Instruction:
Reproduce the listing below word for word, from the line containing "shirt. Report pixel corners as JSON arrays." up to and including its final line.

=-=-=

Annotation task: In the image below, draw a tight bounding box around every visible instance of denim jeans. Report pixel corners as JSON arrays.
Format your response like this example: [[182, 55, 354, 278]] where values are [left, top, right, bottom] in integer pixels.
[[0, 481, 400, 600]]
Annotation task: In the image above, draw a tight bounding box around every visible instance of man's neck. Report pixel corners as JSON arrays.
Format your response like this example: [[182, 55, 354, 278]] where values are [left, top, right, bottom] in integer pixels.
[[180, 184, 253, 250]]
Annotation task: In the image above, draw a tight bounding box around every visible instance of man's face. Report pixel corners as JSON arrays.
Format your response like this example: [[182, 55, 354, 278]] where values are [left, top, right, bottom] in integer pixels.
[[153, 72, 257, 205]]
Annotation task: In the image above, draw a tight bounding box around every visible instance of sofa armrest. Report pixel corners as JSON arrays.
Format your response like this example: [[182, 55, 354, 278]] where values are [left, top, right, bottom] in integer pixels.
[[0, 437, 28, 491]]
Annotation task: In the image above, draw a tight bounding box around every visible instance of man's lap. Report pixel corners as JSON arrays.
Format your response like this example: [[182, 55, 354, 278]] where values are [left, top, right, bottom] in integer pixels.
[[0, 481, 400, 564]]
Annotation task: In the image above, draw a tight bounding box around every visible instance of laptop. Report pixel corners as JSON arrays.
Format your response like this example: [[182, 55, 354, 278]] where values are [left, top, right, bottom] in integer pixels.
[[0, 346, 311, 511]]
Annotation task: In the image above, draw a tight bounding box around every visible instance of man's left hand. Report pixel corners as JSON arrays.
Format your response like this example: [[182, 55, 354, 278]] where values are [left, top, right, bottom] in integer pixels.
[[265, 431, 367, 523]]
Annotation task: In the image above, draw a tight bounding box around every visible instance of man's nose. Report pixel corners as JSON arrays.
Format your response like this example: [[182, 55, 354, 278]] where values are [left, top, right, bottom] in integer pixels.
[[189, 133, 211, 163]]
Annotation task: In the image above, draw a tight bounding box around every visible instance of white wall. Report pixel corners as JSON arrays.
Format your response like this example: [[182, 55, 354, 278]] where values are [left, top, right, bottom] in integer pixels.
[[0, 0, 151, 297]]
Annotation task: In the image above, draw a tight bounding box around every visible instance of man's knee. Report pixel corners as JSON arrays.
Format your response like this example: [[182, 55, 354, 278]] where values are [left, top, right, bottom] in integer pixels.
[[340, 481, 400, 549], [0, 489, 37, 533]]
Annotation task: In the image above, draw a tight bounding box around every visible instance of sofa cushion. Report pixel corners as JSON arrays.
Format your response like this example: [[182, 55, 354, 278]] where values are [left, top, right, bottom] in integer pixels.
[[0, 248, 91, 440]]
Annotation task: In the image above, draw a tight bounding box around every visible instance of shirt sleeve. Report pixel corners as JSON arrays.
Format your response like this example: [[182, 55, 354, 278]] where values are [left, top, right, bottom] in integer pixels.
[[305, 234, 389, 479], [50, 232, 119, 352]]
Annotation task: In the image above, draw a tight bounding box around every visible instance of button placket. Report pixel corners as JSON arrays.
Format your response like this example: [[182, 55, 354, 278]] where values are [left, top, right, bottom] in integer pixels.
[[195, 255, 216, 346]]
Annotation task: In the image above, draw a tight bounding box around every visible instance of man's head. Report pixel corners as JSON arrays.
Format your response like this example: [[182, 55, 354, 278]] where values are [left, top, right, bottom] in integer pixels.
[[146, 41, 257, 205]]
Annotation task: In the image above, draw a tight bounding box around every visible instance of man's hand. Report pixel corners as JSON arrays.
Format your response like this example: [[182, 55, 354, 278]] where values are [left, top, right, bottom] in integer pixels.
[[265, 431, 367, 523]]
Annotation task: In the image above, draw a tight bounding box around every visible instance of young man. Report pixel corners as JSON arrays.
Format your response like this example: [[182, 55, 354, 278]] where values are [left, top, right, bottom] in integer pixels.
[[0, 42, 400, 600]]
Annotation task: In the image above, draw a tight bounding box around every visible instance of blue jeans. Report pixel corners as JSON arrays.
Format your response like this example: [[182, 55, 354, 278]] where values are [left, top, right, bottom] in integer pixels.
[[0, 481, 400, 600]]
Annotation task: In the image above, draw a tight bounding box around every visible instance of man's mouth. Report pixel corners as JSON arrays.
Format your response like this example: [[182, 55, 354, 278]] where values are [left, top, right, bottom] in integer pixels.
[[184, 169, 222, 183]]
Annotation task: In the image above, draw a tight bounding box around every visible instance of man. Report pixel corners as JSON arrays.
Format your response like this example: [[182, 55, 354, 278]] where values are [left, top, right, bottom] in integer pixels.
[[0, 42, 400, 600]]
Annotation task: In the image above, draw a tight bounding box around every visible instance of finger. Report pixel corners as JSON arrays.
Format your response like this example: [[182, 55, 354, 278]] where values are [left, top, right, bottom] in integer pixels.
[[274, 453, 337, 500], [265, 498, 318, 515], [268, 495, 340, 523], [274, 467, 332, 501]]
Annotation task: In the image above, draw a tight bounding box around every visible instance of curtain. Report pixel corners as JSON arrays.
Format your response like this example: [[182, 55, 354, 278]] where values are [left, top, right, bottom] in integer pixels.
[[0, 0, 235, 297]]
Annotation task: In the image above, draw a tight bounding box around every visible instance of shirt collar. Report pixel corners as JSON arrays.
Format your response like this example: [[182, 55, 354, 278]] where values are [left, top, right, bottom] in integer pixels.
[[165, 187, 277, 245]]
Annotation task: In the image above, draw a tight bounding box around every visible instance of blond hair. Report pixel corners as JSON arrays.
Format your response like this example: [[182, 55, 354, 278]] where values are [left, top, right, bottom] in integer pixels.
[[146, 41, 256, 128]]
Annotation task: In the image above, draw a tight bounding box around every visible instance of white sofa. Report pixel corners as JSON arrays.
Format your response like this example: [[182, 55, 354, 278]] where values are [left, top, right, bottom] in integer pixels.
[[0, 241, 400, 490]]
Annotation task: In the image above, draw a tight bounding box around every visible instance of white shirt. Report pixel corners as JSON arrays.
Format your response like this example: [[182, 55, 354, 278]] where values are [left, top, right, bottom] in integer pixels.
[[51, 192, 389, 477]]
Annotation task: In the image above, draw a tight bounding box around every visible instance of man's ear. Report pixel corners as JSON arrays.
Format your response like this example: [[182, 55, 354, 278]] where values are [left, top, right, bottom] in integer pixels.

=-=-=

Output:
Annotation task: In the image above, draw a tight bounding box around every visible instance of white shirt. Report pixel corners as JSON arrays.
Format your response like this example: [[182, 55, 354, 278]] where values are [left, top, right, bottom] in integer pixels.
[[51, 192, 389, 477]]
Annotation task: In the image above, draw a tight bounding box around every visible instance of man's ear. Report pixel corners as JSON arrays.
Format your response like this example: [[182, 55, 354, 278]] where values are [left, top, right, bottom] in integer pixels.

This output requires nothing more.